§ Document passage

━━━

By Denise A. Valdez

PHILIPPINE STOCKS plunged by nearly seven percent on Monday, its biggest decline in more than a decade and setting the stage for a return to bear market territory.

Analysts attributed the stock market’s steep decline to increasing concerns over the economic impact of the coronavirus disease 2019 (COVID-19) outbreak.

President Rodrigo R. Duterte on Monday declared a public health emergency to help contain the spread of COVID-19, as the Department of Health announced 10 new cases, all Filipinos. This brought the total number of COVID-19 cases in the country to 20.

The benchmark Philippine Stock Exchange index (PSEi) slid 457.77 points or 6.76% to close at 6,312.61 yesterday, as it headed into bear territory. The PSEi now is down 19.23% from its close at the end of 2019.

A bear market is when the main index falls at least 20% from its most recent peak, which in the case of the PSEi was 8,419.59 on July 16, 2019. The decline of 20% or more should typically be sustained for around two months.

The market’s finish on Monday was its lowest since Jan. 26, 2016, when it closed at 6,311.60. It was also the biggest one-day decline since Oct. 27, 2008 when it fell 12.27%.

“As foretold by the death cross which appeared in December 2019…, the market is in bear territory,” Philstocks Senior Research Analyst Japhet Louis O. Tantiangco said in a text message.

He said the main culprit for the major sell-off is the rising number of COVID-19 infections in the country.

“Worries have escalated on the negative economic impact of the epidemic from tourism, to foreign trade and investments, to supply chains, to possible work suspensions, to consumption, and ultimately, to the laborers who will be the number one victims once the spread worsens,” Mr. Tantiangco said.

While other countries such as China, South Korea and Japan have reported hundreds of COVID-19 cases, the Philippines went for nearly a month without new cases since the Department of Health (DoH) first announced three cases in early February.

PNB Securities, Inc. President Manuel Antonio G. Lisbona said this may be a reason why the market fell significantly when new coronavirus cases, including the first case of local transmission, were announced last week.

━━━

§ Data records
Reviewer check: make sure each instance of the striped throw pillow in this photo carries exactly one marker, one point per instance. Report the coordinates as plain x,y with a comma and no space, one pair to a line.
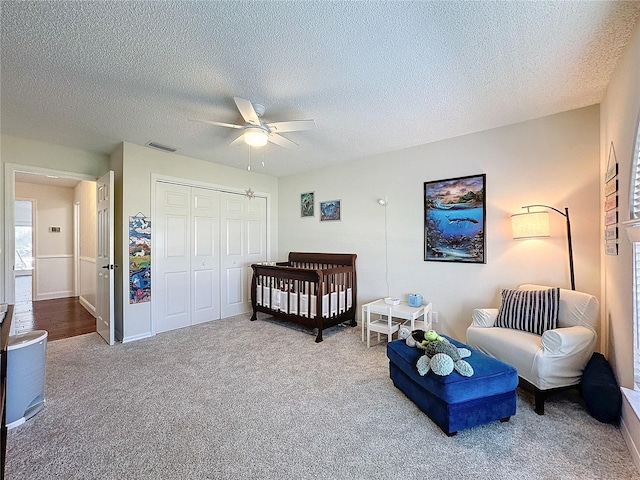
533,311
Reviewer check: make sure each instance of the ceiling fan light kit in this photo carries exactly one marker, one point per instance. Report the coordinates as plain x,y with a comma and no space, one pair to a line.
256,132
255,137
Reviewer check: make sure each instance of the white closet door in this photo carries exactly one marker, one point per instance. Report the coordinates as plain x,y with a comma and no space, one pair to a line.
172,277
243,240
256,234
205,268
232,265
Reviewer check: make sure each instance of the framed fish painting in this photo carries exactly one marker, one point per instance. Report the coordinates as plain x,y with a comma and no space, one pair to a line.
454,220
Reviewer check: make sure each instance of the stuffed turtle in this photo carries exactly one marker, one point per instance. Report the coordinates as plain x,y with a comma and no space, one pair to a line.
443,357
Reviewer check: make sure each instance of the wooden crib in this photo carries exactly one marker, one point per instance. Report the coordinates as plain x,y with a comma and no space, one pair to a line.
308,283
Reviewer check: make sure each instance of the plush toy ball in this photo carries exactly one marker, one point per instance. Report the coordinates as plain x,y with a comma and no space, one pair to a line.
441,364
404,333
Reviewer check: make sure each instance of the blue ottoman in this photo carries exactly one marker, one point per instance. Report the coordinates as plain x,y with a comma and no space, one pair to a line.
455,402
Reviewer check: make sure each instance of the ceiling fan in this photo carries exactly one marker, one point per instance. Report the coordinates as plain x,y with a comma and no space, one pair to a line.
256,132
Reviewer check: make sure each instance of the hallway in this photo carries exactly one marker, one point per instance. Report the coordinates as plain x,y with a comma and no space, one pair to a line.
61,317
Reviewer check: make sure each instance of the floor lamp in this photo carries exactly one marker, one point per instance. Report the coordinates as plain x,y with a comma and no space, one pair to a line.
536,225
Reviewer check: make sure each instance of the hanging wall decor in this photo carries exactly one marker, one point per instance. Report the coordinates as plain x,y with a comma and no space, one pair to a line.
139,259
307,204
330,210
454,220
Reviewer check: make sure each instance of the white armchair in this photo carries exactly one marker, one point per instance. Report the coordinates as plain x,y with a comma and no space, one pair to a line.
549,361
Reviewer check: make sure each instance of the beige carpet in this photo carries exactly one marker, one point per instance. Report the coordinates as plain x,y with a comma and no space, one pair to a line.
234,399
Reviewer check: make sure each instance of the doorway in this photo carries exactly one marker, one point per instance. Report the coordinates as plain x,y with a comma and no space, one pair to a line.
24,256
42,281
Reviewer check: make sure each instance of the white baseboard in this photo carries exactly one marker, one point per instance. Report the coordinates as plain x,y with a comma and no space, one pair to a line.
630,417
137,337
54,295
633,449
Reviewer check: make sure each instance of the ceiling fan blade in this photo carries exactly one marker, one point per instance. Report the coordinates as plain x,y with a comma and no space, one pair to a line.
281,141
291,126
219,124
247,111
238,140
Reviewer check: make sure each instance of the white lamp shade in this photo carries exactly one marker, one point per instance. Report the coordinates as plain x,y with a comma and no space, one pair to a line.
255,137
530,225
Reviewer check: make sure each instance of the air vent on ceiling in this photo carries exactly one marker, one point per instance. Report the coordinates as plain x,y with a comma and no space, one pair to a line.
159,146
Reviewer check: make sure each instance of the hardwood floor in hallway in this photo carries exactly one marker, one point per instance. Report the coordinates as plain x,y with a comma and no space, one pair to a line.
60,317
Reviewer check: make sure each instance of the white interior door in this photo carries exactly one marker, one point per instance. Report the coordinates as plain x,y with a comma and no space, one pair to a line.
205,268
243,242
172,277
105,259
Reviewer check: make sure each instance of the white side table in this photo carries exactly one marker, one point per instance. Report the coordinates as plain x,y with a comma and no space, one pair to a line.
388,326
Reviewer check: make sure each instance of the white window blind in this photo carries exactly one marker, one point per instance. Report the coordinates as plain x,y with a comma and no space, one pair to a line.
634,208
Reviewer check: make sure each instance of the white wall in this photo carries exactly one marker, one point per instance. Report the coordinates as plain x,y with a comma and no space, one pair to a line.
53,250
620,113
552,160
30,153
138,165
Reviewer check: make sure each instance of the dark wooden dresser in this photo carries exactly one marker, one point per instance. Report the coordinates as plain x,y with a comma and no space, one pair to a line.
7,316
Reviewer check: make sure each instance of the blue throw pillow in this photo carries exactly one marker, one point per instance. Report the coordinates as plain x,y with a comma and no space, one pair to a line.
532,311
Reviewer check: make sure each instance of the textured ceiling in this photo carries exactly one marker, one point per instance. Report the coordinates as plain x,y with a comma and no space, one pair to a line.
375,76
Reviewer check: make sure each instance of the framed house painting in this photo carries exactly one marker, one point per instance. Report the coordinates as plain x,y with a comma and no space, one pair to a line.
330,210
307,205
454,220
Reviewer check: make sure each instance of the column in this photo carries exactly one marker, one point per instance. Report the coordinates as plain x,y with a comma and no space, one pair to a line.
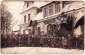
61,5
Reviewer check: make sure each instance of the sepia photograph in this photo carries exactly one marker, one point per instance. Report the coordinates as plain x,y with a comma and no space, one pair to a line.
42,27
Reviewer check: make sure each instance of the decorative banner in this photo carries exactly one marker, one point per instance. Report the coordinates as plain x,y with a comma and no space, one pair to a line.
49,21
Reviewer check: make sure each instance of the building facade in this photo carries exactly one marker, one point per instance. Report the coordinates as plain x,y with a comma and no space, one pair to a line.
51,17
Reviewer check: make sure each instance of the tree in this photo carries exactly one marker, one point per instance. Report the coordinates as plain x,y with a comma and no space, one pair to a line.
5,20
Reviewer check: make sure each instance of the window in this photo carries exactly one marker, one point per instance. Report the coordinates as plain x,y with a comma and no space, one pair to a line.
57,7
23,31
51,10
27,4
66,3
45,12
28,17
24,18
30,32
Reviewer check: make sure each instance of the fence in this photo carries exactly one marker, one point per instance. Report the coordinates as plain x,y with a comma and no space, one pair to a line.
30,41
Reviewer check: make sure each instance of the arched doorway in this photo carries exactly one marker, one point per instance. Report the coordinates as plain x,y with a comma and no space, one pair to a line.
39,31
49,29
81,24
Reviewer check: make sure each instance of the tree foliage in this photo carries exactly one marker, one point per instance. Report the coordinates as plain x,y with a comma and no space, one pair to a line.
5,19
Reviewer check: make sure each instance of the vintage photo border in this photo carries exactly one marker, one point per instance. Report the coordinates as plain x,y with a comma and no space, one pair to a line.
39,0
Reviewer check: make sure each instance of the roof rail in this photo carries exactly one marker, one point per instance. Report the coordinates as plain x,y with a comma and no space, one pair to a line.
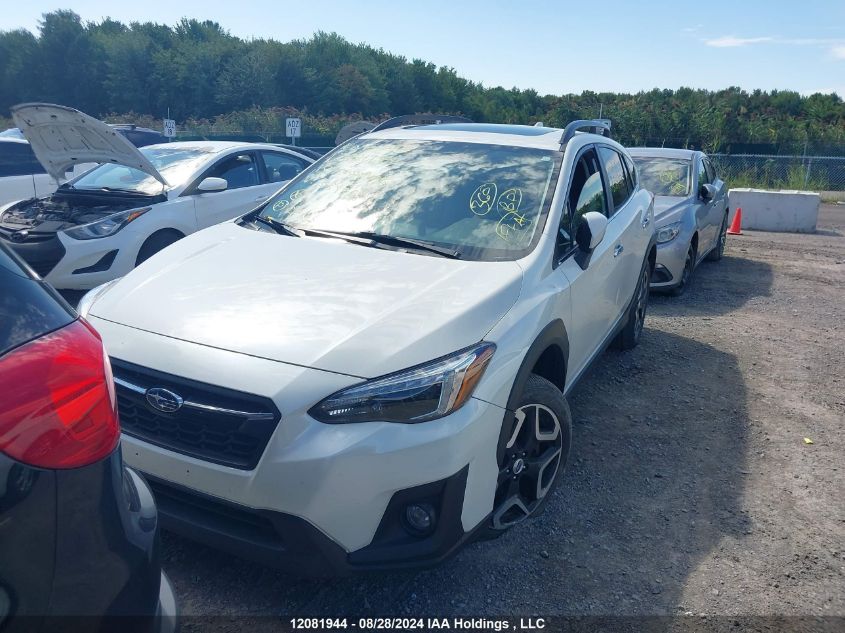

━━━

§ Required work
Copy the part of the Philippine stock market story word for word, starting with "Analysts attributed the" and going on through "country to 20.".

§ Expected answer
Analysts attributed the stock market’s steep decline to increasing concerns over the economic impact of the coronavirus disease 2019 (COVID-19) outbreak.

President Rodrigo R. Duterte on Monday declared a public health emergency to help contain the spread of COVID-19, as the Department of Health announced 10 new cases, all Filipinos. This brought the total number of COVID-19 cases in the country to 20.